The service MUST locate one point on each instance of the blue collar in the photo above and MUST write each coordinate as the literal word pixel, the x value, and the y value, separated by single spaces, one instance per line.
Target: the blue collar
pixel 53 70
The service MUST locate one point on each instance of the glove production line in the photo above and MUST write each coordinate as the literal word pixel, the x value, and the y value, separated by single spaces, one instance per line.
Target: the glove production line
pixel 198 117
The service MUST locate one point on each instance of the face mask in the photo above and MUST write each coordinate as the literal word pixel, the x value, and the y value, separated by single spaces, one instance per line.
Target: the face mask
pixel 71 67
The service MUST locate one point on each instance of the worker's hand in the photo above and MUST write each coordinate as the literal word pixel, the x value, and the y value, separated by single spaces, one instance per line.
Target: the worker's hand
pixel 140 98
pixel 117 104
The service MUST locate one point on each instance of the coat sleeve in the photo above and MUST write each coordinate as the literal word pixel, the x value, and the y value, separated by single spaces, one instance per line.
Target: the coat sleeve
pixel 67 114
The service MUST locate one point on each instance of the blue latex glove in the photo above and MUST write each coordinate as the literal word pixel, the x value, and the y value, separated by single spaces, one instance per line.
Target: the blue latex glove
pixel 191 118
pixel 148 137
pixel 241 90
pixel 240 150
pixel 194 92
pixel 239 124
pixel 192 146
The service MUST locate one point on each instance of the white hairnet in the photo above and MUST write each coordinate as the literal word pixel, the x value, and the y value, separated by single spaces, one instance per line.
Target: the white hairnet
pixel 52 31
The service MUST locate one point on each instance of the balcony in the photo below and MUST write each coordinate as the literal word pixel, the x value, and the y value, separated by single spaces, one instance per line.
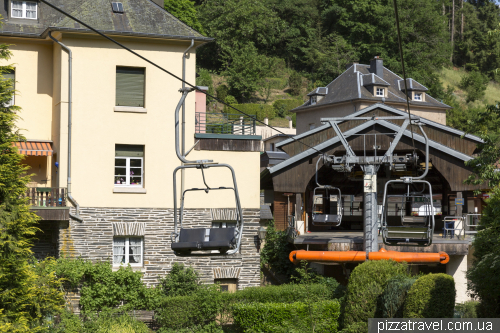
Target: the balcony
pixel 226 132
pixel 49 202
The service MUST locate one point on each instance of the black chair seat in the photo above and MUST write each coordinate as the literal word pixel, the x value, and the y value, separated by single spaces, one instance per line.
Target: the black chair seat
pixel 190 240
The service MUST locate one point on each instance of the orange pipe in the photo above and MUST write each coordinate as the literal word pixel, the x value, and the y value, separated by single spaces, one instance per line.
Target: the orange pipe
pixel 360 256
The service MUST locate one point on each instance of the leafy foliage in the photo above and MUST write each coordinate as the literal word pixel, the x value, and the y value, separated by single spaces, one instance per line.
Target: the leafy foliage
pixel 185 11
pixel 276 250
pixel 431 296
pixel 366 284
pixel 474 84
pixel 394 295
pixel 284 317
pixel 103 289
pixel 180 281
pixel 484 275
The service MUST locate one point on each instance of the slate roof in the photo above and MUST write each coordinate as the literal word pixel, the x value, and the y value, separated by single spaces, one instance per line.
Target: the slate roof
pixel 354 83
pixel 140 18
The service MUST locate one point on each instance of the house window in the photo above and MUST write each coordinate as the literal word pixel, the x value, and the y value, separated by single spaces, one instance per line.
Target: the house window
pixel 127 250
pixel 129 166
pixel 130 86
pixel 10 76
pixel 24 9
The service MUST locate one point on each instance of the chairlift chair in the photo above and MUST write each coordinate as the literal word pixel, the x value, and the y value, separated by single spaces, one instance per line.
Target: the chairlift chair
pixel 416 227
pixel 203 241
pixel 331 201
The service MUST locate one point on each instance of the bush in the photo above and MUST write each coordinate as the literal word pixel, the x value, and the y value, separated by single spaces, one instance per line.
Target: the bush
pixel 283 317
pixel 103 289
pixel 359 327
pixel 283 106
pixel 180 281
pixel 222 92
pixel 260 111
pixel 295 83
pixel 205 79
pixel 431 296
pixel 286 293
pixel 366 284
pixel 394 295
pixel 466 310
pixel 198 309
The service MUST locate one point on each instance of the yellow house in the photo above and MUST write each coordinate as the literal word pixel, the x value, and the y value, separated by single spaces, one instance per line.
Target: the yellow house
pixel 122 152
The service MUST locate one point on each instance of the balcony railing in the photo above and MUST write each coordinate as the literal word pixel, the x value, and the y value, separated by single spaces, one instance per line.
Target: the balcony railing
pixel 47 196
pixel 223 123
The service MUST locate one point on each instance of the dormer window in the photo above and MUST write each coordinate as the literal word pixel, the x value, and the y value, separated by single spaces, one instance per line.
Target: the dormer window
pixel 24 9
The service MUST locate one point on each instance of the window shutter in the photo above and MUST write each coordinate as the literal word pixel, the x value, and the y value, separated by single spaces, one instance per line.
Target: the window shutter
pixel 129 86
pixel 129 151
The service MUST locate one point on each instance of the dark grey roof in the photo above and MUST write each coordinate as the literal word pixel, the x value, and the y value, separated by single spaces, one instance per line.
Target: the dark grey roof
pixel 140 18
pixel 265 212
pixel 350 86
pixel 387 108
pixel 319 91
pixel 373 79
pixel 411 85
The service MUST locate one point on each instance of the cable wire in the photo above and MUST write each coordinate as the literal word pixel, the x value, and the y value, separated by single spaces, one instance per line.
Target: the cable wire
pixel 170 73
pixel 400 44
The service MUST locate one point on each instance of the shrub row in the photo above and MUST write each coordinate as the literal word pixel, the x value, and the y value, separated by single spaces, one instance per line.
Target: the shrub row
pixel 281 317
pixel 431 296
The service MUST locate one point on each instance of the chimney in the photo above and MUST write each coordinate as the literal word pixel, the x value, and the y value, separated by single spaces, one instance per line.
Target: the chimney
pixel 159 3
pixel 350 64
pixel 377 66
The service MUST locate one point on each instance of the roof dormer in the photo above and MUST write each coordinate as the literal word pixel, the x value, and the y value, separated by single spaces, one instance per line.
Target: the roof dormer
pixel 317 95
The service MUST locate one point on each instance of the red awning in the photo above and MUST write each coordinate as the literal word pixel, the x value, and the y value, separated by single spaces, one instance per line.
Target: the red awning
pixel 34 148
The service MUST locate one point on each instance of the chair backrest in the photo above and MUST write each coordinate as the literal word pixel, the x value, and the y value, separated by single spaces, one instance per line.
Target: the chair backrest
pixel 221 234
pixel 192 235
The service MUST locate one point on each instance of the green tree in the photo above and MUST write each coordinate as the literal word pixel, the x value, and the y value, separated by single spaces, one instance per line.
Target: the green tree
pixel 484 275
pixel 185 11
pixel 245 71
pixel 28 290
pixel 474 84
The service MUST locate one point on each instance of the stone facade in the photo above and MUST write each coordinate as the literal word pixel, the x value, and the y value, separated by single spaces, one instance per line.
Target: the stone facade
pixel 93 239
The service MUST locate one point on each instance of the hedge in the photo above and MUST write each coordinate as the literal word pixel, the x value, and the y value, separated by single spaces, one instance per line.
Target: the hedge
pixel 366 284
pixel 281 317
pixel 287 293
pixel 394 295
pixel 261 111
pixel 187 311
pixel 431 296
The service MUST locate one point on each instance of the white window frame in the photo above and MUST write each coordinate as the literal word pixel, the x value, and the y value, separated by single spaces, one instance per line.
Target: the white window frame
pixel 24 10
pixel 127 251
pixel 127 172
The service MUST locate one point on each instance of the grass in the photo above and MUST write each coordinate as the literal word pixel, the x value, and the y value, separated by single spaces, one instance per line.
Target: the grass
pixel 452 76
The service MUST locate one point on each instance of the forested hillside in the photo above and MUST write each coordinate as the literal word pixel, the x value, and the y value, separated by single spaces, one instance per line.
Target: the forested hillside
pixel 261 45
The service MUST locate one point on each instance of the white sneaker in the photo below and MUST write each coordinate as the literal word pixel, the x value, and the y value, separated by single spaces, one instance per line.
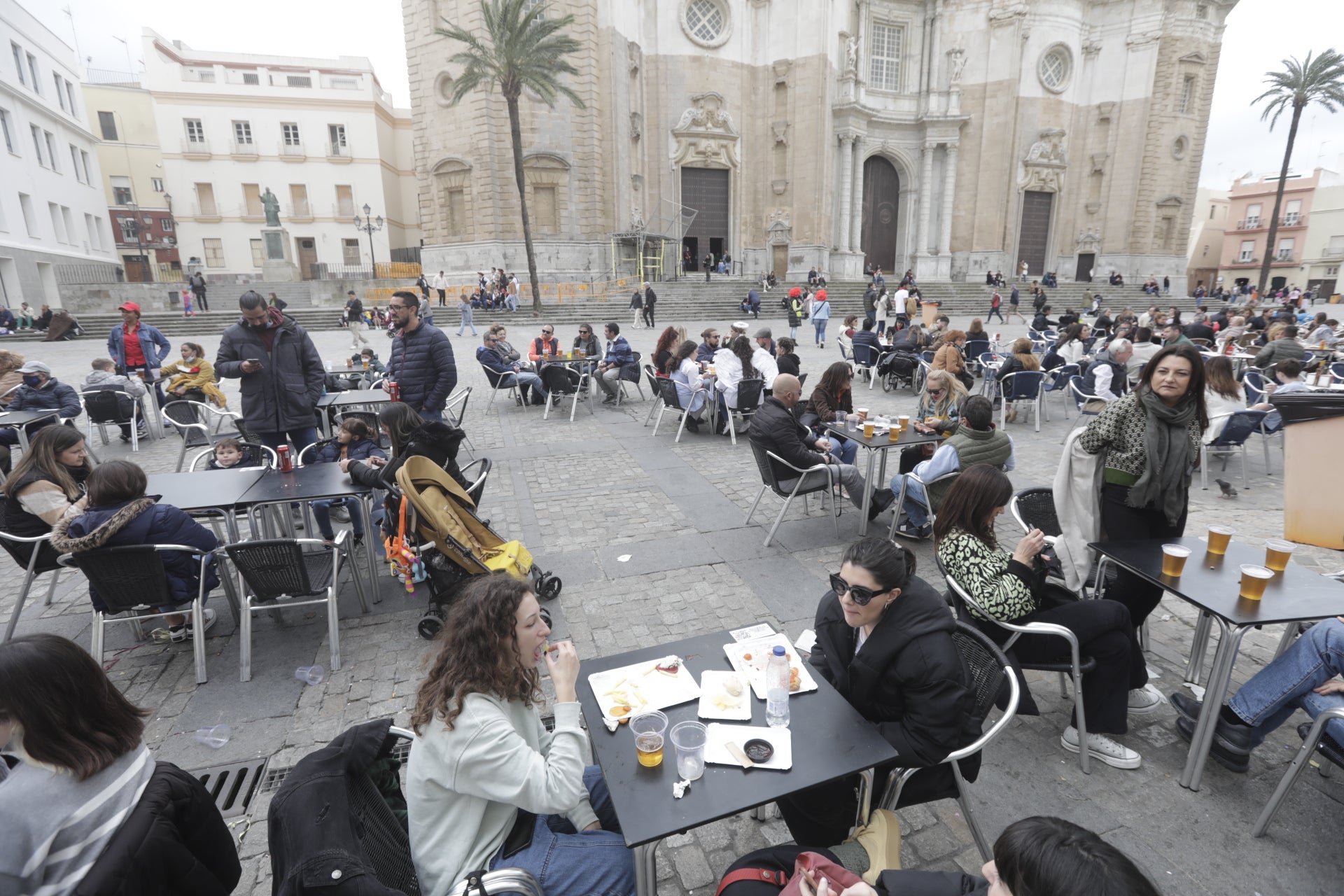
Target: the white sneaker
pixel 1101 747
pixel 1145 699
----
DO THIS:
Substitute "SHALL" for every occurrence of "MUST" in all of the entries above, and reproduce them with nothing else altered. Omit the pictures from the reproduction.

ANSWER IN FULL:
The service SHALL locate one point on each instance of the blue collar in the photo above and SHALL write each coordinate as the literal word pixel, the x value, and the y value, separated by single spaces, one instance per line.
Target: the blue collar
pixel 53 70
The service SHALL locate one point on each instance of the glove production line in the photo above and SHALL write each coordinate as the literal word pixel, the x value, and the y value, separated by single spaces, one instance per line.
Target: the glove production line
pixel 198 117
The service SHALL locate one point on each instance of the face mask in the photo above and SHALL write each coordinate as the literal word pixel, the x value, and the y value, separated by single spaces, one instance per line.
Target: the face mask
pixel 71 67
The service SHALL locate one point on each instance of the worker's hand in the photo above and SHALL write each coordinate as the literal word pixel, the x value, and the y value, separated by single spaces, one instance per line.
Target: the worker's hand
pixel 140 98
pixel 117 104
The service SHALL locate one point on each instance of the coat sleeve in the photo above and SHALL write each coordinate as the literal word pixel, the x value, and the y value, separated by single spaces, one instance per line.
Target: the coat sleeve
pixel 67 114
The service SHALL locate one point on each instance of the blue latex glove in the photo above and SHALL write each coordinate as the literal word pixel, the x value, and the y value, separated by single spaces, one instance per line.
Target: the blue latex glove
pixel 191 118
pixel 148 137
pixel 241 90
pixel 240 150
pixel 194 92
pixel 239 124
pixel 192 146
The service SHALL locate one point on each instance of the white hairnet in the photo above and SHALL write each coordinate as the literal word pixel, the x value, and the y value, separated by single spaces, one instance per line.
Target: the white hairnet
pixel 52 31
The service SHALL locate one point on each instance of the balcony in the photo below and SHALL write each coordinate as the literal word pixel, the x value, and the y value, separated by single spaces, one instance per line.
Target: the balcony
pixel 226 132
pixel 49 202
The service SHALL locate one point on each instance of the black chair seat in the photo above and SHALL write each coordinate as the literal word pixel, the x value, and the y value, separated by single spaces, one instance per line.
Target: the black chair seat
pixel 190 240
The service SHALL locate one point on each instance of the orange pipe in the photo above and SHALL write each coordinate as the literal word pixel, the x value, and the y value, separated by single spaces, one instance per line.
Target: the orange pipe
pixel 360 256
The service SHALL locate one point on each instance of the leafy foliage in the photo above and SHALL write each coordinate as the literal word pixel, the x value, and the y value, separated by single spaces, one instance per line.
Target: the leafy foliage
pixel 185 11
pixel 276 250
pixel 431 296
pixel 366 284
pixel 474 84
pixel 394 295
pixel 284 317
pixel 103 289
pixel 180 281
pixel 484 275
The service SHALL locate one point on each instance of the slate roof in the photo above and SHALL write each coordinate as the literal word pixel, the x value, and the y value, separated by single spaces, one instance per line.
Target: the slate roof
pixel 354 83
pixel 140 18
The service SHALL locate one point on each instance of the house window in the photo above and SHALL write each coordinate as the literal word pixel, the x value, and the y value, separated by single spaces, one instance per line.
Target: the house window
pixel 127 250
pixel 129 166
pixel 130 86
pixel 10 76
pixel 24 9
The service SHALL locate one point on each instance of the chairlift chair in the photo above and SHALL write each coordinate as the literal word pixel, the x value, and the y value, separated by single spaces, one instance per line.
Target: the chairlift chair
pixel 416 227
pixel 203 241
pixel 331 201
The service SHALL locate one point on each instance of the bush in the photo above and SHALL write each coordinate as the literal word pixel, the x value, and the y value, separated by single spaces, one instance per line.
Target: the bush
pixel 283 317
pixel 103 289
pixel 359 327
pixel 283 106
pixel 180 281
pixel 222 92
pixel 260 111
pixel 295 83
pixel 205 79
pixel 431 296
pixel 286 293
pixel 366 284
pixel 394 295
pixel 466 310
pixel 198 309
The service SHALL locate one point on each instance of the yellow house in the photo above and SHALL write each coordinate as the literal word pixel, the x value, and the y value, separated by single spaces, one instance per line.
Target: the yellow house
pixel 122 152
The service SHALL locate one point on each instance of the balcony railing in the photo above and SHALL write each coordinate as the literal word pixel, the x value, and the y value, separated by single spaces, one instance per line.
Target: the balcony railing
pixel 47 196
pixel 223 123
The service SHALL locate one point on each instance of the dormer window in the photo above and SHALL write each coordinate as the literal word pixel, the x value, and the y value, separated by single spaces, one instance per line.
Target: the dormer window
pixel 24 9
The service SHALL locate one point on each instance of the window shutter in the photo above and SHALL write each coordinate as the literal word pixel, the x value, and the y value, separated by single spaces, one instance per line.
Target: the window shutter
pixel 129 86
pixel 129 151
The service SHALL locate one point on each instance of the dark grey roof in the photo above and SHALL write each coordinate as the literal word pixel, the x value, and the y value, separated by single spaces, one instance per line.
Target: the dark grey roof
pixel 140 18
pixel 265 212
pixel 350 86
pixel 387 108
pixel 319 91
pixel 373 79
pixel 411 85
The service SHALL locate one point on each instance of the cable wire in the photo above and SHALL write each coordinate as the literal word pixel, the x value, and the y value, separated by single spaces, one instance per line.
Target: the cable wire
pixel 170 73
pixel 400 44
The service SHALL locate one point on each instance of the shrub row in the photo above and SHALL write each coordinate as the literal word pixel, the x value, and the y value, separated by single spaces, one instance per line.
Target: the shrub row
pixel 281 317
pixel 431 296
The service SHALL locate one point on each instance of the chimney in the photo above and SHALL write each coordinate as the literal word pixel, the x value, and the y value, separated by single spaces, one instance per line.
Target: the chimney
pixel 159 3
pixel 350 64
pixel 377 66
The service SHALL locate one point on each instance of the roof dormer in the photo above and SHALL write each coordinate as the literal word pixel, the x value, and the y value, separated by single spaces, one instance per line.
Target: the roof dormer
pixel 317 95
The service SHALL locate one point on each instance of the red awning in the photo above and SHALL write each coordinate as the literal word pixel, the x value, and the y value, separated by single spaces, one instance per line.
Target: the red awning
pixel 34 148
The service SHALL locate one point on each instance of the chair backrest in the photo above and SHALL write each coordinate as the literal word pixel, the x value, and the y value, separated by single spaces, one instance per line.
Target: the chair backrest
pixel 221 234
pixel 192 235
The service SHALL locate one point on each instance of the green tree in the photo above and SHALL write each coordinate as the literal word pixel, the x value, and the y value, separated by single spaces, one instance per line.
Target: the green tree
pixel 484 275
pixel 185 11
pixel 245 71
pixel 28 290
pixel 474 84
The service SHALL locate one point on each instance of the stone facade in the photo above and SHALL write each coordinate as the literal word pixel, the x value, and the y value, separated by single spaces, one instance per line.
Target: the stone facade
pixel 93 239
The service SHALL locate one point on each instance of the hedge in the photo above and SHALL write each coordinate as the literal word pixel, the x value, and the y value, separated by single spaces, one instance per line.
Target: the hedge
pixel 366 284
pixel 281 317
pixel 287 293
pixel 394 295
pixel 261 111
pixel 187 311
pixel 431 296
The service SHALL locate one point on each instance of the white window frame in the photo above and SHALL write each coordinate as the literal word pixel, the x value, and the y value, separated by single spaces, one instance per line.
Target: the white window frame
pixel 24 10
pixel 127 251
pixel 127 172
The service SHALL locate one point on each instance of the grass in the photo above and SHALL write each coordinate as the literal word pixel, the x value, and the y value, separated by single spaces, one instance per line.
Target: the grass
pixel 452 76
The service SHALL locate one point on each instance of the forested hillside in the photo above and SHALL write each coordinate as the literal word pixel, the x value, and the y value, separated by single spaces, one instance per line.
Target: the forested hillside
pixel 261 45
The service SHALL locate one point on each instance of the white sneaker in the photo below and SHALL write each coordinate as the literal word pixel, the x value, and the y value, separated by single spaces, one instance per line.
Target: the white sneaker
pixel 1101 747
pixel 1145 699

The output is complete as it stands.